───── Input records ─────
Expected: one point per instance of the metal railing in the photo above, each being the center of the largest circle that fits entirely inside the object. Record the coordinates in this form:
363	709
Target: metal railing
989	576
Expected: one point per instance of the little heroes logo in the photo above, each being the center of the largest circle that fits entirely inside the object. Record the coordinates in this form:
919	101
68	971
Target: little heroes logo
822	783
─────
§ **Short problem**: Can you copy every line of the entries above word for word, without changing anything?

§ **Output**:
Expected: one point per instance of the metal railing in the photo above, each being the center of the largest circle that fits entirely inside the object. Record the coordinates in this form:
363	709
Target: metal railing
989	576
Expected: one point per instance of the little heroes logo in the photo above, each being the center of the largest circle that fits entirely inside the object. Record the coordinates in this form:
919	101
68	971
Target: little heroes logo
822	783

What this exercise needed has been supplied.